-------- EXTRACTED TEXT

US funds $5B chip effort after lagging on semiconductor innovation

Now hiring? —

US had failed to fund the “science half” of CHIPS and Science Act, critic said.

US President Joe Biden speaks before signing the CHIPS and Science Act of 2022.

Enlarge / US President Joe Biden speaks before signing the CHIPS and Science Act of 2022.

The Biden administration announced investments Friday totaling more than $5 billion in semiconductor research and development intended to re-establish the US as a global leader manufacturing the “next generation of semiconductor technologies.”

Through sizeable investments, the US will “advance US leadership in semiconductor R&D, cut down on the time and cost of commercializing new technologies, bolster US national security, and connect and support workers in securing good semiconductor jobs,” a White House press release said.

Currently, the US produces “less than 10 percent” of the global chips supply and “none of the most advanced chips,” the White House said. But investing in programs like the National Semiconductor Technology Center (NSTC)—considered the “centerpiece” of the CHIPS and Science Act’s four R&D programs—and training a talented workforce could significantly increase US production of semiconductors that the Biden administration described as the “backbone of the modern economy.”

----------------

• TO DO
Can you quote the article on US chip funding from "US funds $5B" to "press release said."?

-------- DATA LISTING

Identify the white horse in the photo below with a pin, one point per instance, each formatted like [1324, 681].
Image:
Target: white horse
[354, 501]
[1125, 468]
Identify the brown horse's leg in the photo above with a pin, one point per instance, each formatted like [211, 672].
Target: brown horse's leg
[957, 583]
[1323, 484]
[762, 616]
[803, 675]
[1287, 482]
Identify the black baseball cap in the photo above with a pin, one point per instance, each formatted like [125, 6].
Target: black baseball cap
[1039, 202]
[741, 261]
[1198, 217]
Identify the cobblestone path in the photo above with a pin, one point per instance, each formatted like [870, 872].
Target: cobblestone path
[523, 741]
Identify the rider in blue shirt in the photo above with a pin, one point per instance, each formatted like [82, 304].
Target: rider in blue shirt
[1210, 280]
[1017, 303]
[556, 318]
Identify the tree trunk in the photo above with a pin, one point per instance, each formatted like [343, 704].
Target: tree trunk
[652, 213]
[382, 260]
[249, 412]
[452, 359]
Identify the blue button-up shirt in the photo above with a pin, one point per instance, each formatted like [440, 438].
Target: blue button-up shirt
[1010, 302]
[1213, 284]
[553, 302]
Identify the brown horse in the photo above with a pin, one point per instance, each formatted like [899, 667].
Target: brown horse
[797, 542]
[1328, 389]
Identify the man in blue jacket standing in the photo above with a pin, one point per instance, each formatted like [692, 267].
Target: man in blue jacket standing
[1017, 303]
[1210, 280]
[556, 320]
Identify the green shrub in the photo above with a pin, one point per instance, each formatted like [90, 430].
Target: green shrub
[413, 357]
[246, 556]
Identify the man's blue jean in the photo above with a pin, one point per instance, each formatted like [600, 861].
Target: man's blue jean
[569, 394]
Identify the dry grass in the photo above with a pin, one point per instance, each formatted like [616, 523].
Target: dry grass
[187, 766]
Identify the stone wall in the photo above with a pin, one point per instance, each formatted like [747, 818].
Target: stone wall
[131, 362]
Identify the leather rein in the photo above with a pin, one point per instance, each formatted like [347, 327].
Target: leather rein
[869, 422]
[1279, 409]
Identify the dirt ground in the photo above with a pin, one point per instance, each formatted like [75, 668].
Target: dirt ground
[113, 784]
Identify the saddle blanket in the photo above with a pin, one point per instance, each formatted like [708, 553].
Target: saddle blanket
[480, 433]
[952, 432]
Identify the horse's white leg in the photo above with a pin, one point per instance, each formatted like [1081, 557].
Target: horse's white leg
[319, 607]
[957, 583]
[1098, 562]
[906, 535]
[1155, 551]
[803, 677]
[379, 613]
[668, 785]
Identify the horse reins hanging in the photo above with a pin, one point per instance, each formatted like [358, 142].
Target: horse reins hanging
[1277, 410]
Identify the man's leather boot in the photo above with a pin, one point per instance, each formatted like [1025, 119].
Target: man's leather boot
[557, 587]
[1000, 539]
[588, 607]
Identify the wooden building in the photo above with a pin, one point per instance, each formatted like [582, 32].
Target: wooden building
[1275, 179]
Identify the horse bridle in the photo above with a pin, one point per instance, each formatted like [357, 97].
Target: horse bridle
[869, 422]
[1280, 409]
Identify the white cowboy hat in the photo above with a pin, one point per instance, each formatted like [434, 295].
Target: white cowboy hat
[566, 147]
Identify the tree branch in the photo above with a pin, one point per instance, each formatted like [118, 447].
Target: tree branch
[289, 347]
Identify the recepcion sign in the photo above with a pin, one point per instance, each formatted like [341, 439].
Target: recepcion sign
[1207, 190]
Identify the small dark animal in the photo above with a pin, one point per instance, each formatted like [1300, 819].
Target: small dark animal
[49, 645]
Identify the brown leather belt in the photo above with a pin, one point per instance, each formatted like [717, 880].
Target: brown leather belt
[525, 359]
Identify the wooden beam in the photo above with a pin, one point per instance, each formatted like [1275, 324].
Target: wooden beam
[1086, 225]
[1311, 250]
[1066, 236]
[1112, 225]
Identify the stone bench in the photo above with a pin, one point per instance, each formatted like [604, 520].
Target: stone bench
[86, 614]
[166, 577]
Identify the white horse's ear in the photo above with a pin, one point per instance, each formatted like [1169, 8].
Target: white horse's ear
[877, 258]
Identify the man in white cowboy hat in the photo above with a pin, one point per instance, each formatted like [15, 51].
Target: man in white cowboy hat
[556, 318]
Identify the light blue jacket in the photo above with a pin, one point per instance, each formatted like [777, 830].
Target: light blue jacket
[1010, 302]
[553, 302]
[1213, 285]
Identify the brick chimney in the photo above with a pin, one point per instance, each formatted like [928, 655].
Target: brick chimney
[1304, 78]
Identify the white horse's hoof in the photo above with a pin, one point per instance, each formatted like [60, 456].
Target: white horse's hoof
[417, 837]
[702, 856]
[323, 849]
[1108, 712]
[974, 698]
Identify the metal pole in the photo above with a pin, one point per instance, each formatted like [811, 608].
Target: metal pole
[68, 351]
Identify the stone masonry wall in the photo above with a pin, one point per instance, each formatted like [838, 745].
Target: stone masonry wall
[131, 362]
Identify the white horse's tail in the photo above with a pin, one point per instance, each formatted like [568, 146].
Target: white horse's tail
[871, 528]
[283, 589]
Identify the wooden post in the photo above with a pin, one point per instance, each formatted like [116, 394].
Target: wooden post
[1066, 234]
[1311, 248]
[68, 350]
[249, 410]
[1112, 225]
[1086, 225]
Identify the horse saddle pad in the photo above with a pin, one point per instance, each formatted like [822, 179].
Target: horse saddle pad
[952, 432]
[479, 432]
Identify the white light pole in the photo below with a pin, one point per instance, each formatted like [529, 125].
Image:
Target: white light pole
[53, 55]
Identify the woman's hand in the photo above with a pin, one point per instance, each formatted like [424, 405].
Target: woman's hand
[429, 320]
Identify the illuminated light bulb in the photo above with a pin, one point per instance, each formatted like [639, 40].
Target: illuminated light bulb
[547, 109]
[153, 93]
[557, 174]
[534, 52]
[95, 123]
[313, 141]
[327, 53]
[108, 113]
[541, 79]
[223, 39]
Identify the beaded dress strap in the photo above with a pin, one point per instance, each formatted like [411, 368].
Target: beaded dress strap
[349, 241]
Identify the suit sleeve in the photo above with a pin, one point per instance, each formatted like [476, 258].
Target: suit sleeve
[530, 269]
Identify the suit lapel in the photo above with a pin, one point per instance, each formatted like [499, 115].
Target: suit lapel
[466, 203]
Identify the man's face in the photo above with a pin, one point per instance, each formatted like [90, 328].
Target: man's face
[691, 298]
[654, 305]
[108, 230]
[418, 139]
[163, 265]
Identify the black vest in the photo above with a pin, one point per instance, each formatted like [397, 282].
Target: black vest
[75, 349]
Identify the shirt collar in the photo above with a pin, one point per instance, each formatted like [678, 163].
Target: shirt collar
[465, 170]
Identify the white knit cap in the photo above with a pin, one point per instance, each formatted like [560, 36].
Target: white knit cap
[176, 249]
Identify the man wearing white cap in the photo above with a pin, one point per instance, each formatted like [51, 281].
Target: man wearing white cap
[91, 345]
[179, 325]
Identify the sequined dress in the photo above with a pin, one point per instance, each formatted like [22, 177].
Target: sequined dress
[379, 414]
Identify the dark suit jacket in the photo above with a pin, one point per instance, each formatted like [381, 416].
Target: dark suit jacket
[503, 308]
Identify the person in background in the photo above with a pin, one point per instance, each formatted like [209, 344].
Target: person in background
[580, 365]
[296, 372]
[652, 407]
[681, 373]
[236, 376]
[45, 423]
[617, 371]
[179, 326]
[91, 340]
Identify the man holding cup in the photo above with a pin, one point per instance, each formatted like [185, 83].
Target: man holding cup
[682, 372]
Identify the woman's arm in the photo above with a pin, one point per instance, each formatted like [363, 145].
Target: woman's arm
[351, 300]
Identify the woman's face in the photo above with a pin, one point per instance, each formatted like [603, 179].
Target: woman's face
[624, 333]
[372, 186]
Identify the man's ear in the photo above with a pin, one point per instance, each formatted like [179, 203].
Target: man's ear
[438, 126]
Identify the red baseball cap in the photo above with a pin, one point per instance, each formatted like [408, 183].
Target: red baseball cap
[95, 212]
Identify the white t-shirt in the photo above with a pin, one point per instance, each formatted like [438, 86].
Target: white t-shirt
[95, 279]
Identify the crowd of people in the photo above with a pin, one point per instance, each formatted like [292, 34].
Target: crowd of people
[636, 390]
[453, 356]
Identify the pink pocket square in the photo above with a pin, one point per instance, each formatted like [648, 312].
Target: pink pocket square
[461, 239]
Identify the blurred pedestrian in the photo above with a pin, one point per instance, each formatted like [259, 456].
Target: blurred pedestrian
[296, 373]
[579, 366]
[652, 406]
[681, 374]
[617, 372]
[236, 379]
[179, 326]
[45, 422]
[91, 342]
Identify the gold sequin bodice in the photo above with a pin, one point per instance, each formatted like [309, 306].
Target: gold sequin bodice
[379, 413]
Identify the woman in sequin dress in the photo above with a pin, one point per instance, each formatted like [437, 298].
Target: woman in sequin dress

----------------

• ANSWER
US funds $5B chip effort after lagging on semiconductor innovation

Now hiring? —

US had failed to fund the “science half” of CHIPS and Science Act, critic said.

US President Joe Biden speaks before signing the CHIPS and Science Act of 2022.

Enlarge / US President Joe Biden speaks before signing the CHIPS and Science Act of 2022.

The Biden administration announced investments Friday totaling more than $5 billion in semiconductor research and development intended to re-establish the US as a global leader manufacturing the “next generation of semiconductor technologies.”

Through sizeable investments, the US will “advance US leadership in semiconductor R&D, cut down on the time and cost of commercializing new technologies, bolster US national security, and connect and support workers in securing good semiconductor jobs,” a White House press release said.